Task directions — Can you rewrite the stretch of the listing from the line containing "the bridge tower" through the line containing "[[174, 312], [492, 296], [242, 312]]", substituting "pebbly beach" for "rocky shore" and leaving everything else unchanged?

Object point labels:
-.-.-

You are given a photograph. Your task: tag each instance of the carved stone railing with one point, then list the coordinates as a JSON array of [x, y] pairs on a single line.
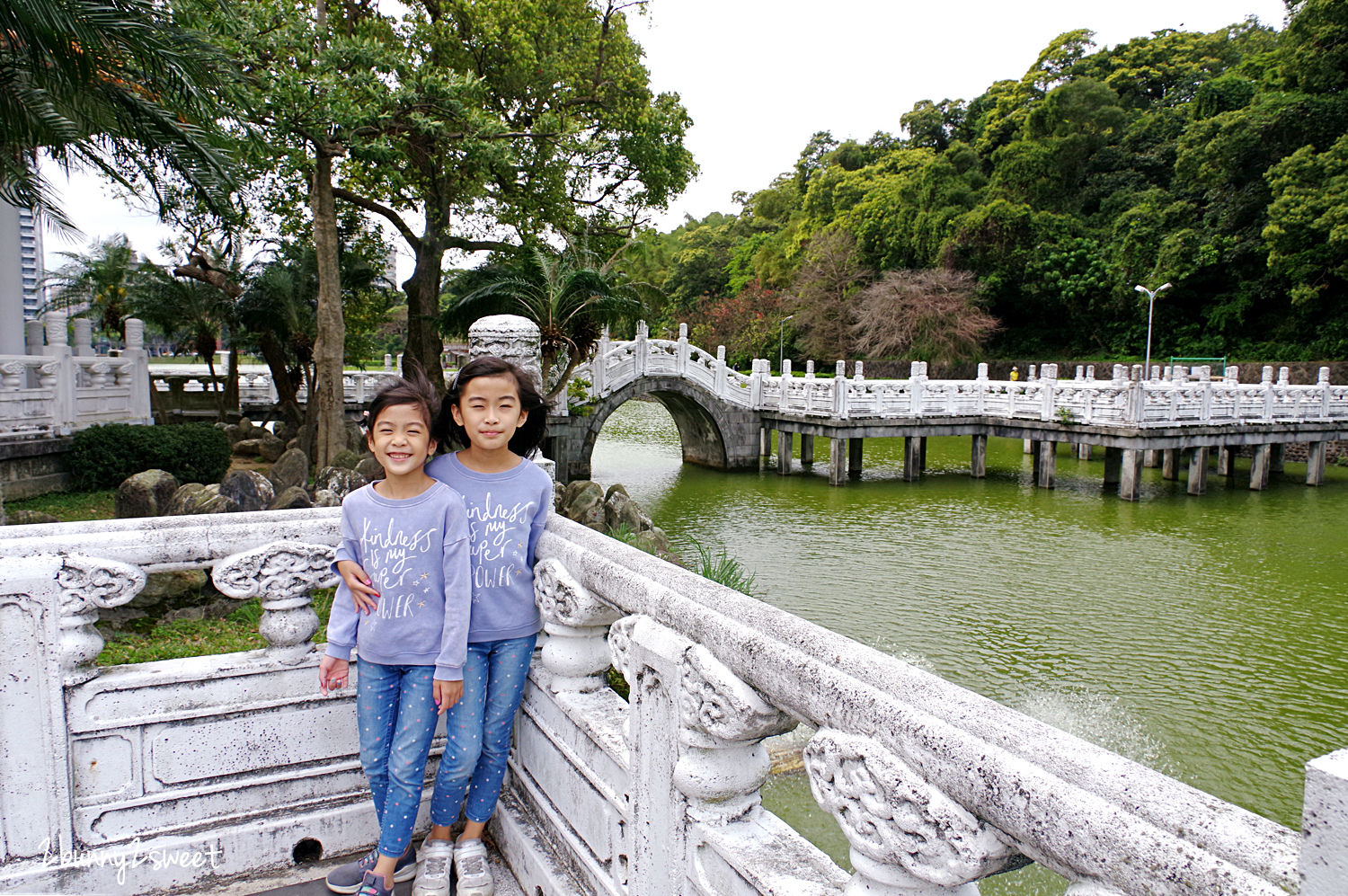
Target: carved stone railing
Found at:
[[933, 785], [1169, 396], [61, 387]]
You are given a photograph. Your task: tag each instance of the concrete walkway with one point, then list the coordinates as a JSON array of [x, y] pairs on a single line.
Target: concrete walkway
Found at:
[[307, 880]]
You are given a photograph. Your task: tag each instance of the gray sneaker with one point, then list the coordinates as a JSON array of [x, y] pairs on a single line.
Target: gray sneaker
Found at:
[[347, 879]]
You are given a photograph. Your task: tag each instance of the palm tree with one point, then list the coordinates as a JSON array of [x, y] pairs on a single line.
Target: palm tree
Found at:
[[108, 85], [572, 296], [97, 283]]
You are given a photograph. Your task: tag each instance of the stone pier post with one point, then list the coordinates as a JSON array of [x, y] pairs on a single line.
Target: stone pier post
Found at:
[[838, 461], [1259, 467], [1113, 465], [1324, 825], [1316, 453], [979, 457], [1170, 464], [1046, 464], [1130, 481], [784, 451], [911, 458], [1199, 470]]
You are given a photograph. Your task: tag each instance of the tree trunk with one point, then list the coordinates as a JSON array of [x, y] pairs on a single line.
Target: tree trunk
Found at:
[[422, 288], [329, 421]]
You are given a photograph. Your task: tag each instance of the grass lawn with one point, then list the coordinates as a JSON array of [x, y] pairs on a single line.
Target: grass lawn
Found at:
[[70, 507], [201, 637]]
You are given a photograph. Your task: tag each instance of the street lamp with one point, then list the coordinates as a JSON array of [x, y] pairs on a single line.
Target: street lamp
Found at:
[[1151, 299]]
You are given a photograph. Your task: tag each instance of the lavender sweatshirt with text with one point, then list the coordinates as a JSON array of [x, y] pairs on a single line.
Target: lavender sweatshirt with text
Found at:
[[415, 554], [506, 516]]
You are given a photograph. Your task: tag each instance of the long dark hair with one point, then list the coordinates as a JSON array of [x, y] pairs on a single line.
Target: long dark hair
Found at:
[[412, 388], [528, 437]]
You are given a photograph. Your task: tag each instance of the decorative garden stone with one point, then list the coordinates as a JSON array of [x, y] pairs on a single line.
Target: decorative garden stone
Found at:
[[250, 489], [290, 469], [146, 493]]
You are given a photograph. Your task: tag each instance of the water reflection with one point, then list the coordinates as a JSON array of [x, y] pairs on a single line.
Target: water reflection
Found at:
[[1202, 636]]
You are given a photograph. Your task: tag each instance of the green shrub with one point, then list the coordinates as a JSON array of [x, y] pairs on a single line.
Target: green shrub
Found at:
[[102, 456]]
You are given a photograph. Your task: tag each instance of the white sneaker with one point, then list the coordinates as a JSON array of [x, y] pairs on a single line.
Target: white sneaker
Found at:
[[433, 868], [474, 877]]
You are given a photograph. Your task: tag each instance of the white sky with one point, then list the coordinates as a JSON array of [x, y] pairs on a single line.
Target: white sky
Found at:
[[760, 75]]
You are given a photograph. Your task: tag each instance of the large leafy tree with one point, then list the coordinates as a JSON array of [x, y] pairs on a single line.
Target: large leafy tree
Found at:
[[107, 85]]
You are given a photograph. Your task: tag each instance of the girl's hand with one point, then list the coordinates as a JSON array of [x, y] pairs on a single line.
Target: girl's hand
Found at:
[[447, 694], [361, 590], [332, 674]]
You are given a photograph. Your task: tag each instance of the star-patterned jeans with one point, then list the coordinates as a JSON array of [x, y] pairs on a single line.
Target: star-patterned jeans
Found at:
[[395, 712], [477, 731]]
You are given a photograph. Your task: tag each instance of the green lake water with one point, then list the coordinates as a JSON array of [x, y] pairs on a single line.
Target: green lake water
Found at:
[[1202, 636]]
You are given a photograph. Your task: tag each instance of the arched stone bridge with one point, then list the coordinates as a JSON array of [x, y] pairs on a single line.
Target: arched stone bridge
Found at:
[[725, 418]]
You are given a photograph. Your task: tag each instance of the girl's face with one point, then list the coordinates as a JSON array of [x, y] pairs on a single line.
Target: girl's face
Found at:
[[490, 412], [401, 439]]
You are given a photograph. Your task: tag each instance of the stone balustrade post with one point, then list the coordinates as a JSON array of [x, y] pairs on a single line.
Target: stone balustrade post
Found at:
[[642, 348], [83, 342], [1324, 825], [576, 651], [840, 390], [283, 574], [58, 375], [908, 838], [1049, 394], [510, 337]]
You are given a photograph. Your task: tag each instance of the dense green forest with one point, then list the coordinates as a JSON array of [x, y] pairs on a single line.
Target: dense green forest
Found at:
[[1018, 223]]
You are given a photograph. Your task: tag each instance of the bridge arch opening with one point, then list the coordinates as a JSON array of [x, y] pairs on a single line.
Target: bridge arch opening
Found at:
[[711, 434]]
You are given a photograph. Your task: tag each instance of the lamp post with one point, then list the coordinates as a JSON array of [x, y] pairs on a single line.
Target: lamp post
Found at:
[[1151, 301]]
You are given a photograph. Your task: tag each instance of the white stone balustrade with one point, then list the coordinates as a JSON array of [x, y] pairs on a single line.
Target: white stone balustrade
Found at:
[[237, 758], [65, 387], [1173, 396]]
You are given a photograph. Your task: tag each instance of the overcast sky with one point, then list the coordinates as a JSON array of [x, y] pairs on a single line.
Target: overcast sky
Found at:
[[760, 75]]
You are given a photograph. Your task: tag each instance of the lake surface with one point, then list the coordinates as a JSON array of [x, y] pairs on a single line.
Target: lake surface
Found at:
[[1202, 636]]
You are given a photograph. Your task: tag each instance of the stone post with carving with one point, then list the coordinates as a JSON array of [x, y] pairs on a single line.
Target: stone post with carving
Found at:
[[283, 574]]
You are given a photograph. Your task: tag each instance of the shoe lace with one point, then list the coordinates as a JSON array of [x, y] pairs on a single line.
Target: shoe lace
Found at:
[[472, 865], [436, 865]]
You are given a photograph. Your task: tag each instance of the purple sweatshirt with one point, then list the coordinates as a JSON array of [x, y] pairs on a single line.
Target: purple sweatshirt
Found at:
[[506, 516], [415, 554]]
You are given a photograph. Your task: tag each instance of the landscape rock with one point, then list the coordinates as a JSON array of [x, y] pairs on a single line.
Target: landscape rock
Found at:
[[584, 502], [323, 497], [291, 499], [347, 459], [146, 493], [291, 467], [270, 448], [339, 481], [369, 467], [250, 489], [29, 518], [196, 497]]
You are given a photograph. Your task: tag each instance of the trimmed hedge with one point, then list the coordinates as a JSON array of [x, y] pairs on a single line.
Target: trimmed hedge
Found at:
[[102, 456]]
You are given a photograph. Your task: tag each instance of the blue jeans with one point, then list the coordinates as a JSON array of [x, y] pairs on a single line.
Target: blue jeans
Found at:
[[477, 731], [395, 713]]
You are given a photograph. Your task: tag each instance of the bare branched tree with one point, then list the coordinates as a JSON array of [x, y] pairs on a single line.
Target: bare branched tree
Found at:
[[822, 291], [929, 315]]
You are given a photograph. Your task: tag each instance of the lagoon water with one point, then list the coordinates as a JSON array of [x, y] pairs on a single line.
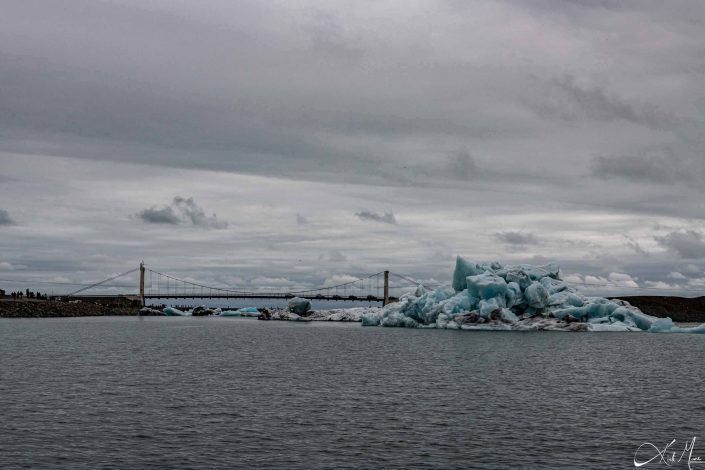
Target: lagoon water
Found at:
[[125, 392]]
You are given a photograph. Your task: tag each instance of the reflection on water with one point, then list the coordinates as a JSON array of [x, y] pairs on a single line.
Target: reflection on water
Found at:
[[240, 393]]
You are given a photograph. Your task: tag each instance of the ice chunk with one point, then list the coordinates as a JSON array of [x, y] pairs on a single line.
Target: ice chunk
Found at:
[[536, 295], [463, 269], [486, 286], [372, 318], [243, 312], [520, 297], [299, 306], [173, 312]]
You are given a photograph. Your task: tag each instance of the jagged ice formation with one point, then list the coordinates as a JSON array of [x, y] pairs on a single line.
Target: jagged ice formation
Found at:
[[492, 296]]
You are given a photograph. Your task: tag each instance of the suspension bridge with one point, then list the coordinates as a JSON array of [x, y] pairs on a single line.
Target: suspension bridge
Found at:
[[383, 286]]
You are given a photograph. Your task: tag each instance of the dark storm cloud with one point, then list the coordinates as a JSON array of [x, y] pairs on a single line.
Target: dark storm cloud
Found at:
[[462, 166], [569, 100], [5, 218], [387, 217], [180, 211], [646, 168], [336, 256], [687, 244], [164, 215], [517, 238]]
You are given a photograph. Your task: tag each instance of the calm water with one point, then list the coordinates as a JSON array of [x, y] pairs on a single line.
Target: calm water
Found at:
[[238, 393]]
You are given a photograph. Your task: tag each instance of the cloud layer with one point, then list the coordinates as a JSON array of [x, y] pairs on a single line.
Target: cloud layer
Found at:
[[180, 211], [399, 133]]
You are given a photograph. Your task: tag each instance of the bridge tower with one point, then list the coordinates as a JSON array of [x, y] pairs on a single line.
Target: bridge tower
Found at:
[[386, 288], [142, 282]]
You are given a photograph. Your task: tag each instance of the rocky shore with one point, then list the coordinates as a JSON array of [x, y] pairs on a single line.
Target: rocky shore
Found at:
[[49, 308], [680, 309]]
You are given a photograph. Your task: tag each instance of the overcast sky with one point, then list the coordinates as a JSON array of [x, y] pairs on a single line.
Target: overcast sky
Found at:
[[294, 144]]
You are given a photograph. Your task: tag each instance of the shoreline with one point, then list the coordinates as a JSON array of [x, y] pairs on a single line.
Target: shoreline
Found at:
[[679, 309]]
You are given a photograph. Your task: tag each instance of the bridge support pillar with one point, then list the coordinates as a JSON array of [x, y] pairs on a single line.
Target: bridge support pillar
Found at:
[[142, 282], [386, 288]]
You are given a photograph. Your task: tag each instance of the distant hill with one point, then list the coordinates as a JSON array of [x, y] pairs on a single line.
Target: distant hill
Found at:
[[681, 309]]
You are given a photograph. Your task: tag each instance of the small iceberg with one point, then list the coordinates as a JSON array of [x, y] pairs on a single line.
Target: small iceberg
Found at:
[[174, 312], [492, 296], [242, 312]]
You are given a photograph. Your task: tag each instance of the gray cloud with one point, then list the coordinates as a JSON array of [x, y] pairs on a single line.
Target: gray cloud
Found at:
[[363, 106], [647, 168], [181, 211], [5, 218], [593, 102], [517, 238], [164, 215], [688, 244], [336, 256], [387, 217], [463, 166]]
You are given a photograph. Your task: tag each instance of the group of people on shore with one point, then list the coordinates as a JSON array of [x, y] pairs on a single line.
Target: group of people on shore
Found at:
[[28, 294]]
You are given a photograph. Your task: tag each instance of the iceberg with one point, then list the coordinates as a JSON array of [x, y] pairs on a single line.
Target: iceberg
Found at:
[[299, 306], [242, 312], [174, 312], [491, 296]]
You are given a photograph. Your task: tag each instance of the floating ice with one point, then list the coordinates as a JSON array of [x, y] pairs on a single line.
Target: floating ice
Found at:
[[242, 312], [490, 296], [299, 306], [174, 312]]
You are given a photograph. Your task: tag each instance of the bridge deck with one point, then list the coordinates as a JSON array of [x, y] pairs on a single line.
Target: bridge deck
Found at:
[[368, 298]]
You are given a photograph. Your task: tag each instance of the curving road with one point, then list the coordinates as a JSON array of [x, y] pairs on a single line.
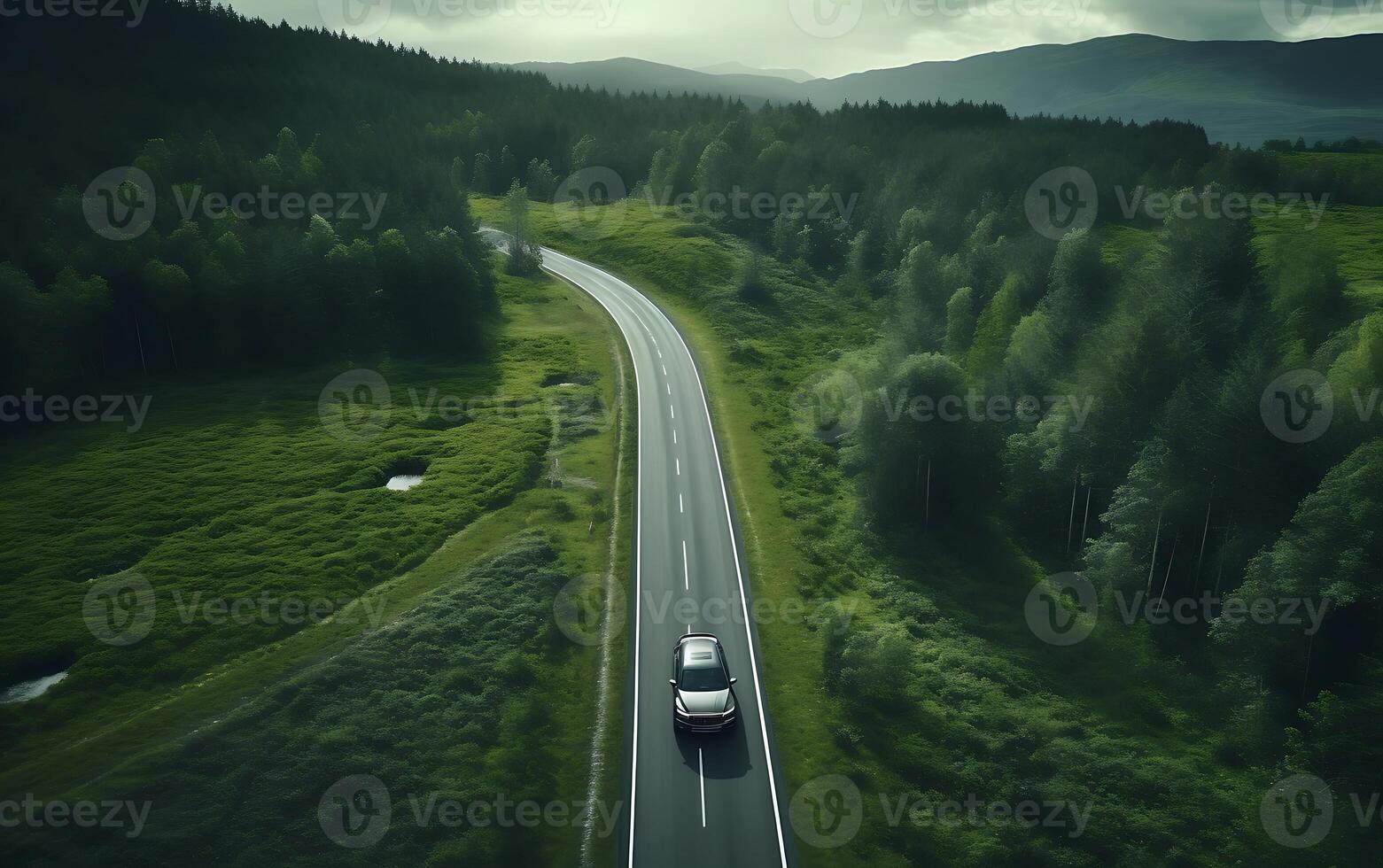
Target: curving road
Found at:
[[692, 801]]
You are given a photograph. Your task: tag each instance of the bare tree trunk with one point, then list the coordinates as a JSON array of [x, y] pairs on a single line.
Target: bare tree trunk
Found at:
[[1154, 564], [1084, 523], [927, 515], [1306, 678], [1165, 581], [1205, 537], [1070, 523], [1224, 546], [172, 349], [140, 339]]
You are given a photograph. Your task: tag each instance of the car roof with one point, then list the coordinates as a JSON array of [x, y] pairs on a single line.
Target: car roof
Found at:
[[700, 653]]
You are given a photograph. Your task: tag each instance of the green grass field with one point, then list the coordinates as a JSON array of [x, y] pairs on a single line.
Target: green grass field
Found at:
[[1354, 232], [237, 490]]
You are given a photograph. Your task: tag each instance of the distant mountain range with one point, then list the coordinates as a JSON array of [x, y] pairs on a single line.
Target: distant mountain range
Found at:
[[1239, 91]]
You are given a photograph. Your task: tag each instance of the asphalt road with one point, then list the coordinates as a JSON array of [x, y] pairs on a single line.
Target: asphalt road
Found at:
[[704, 801]]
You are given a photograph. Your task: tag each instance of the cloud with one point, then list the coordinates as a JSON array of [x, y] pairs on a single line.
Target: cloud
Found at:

-.-.-

Correct output —
You are given a photograph. Your task: tag each instance of the bridge tower with one point, then list the coordinates as a JSON array of [x, y] pairs on a single line.
Target: bridge tower
Found at:
[[386, 288], [142, 282]]
You are given a photograph. Your task: tag each instance of the pebbly beach with one point, then list the coordinates as a JSON array of [x, y] pairs on a single line.
Target: pebbly beach
Found at:
[[49, 308], [680, 309]]
You are given a photograph. Your task: tag each instance of the overcast sky with one point, then list the coordinates as a JSON array of [x, y] pairs on a single line.
Target: overcast sky
Found at:
[[294, 144]]
You are given a photograph. Your task: tag each instance of the shoreline with one point, then list the coordinates as a JSON array of [x, y] pairs on a single line.
Target: shoreline
Found at:
[[679, 309]]
You are given a photograph. Your task: tag each instance of the bridge support pillar with one point, then list the coordinates as a JSON array of [x, y] pairs on a single line.
Target: bridge support pillar
Found at:
[[142, 282], [386, 288]]
You are given a photograph. Your task: tag each instance of the distant hill with one point, then list the coordinates as a JSON array of [x, y] pairs on a single line.
Target: distant hill
Found at:
[[681, 309]]
You are given a photograph. Your task: tag each instance of the small iceberg with one point, then list the coordinates as a JSON array of [x, y] pairs on a single line.
Target: small iceberg
Found at:
[[174, 312], [492, 296], [242, 312]]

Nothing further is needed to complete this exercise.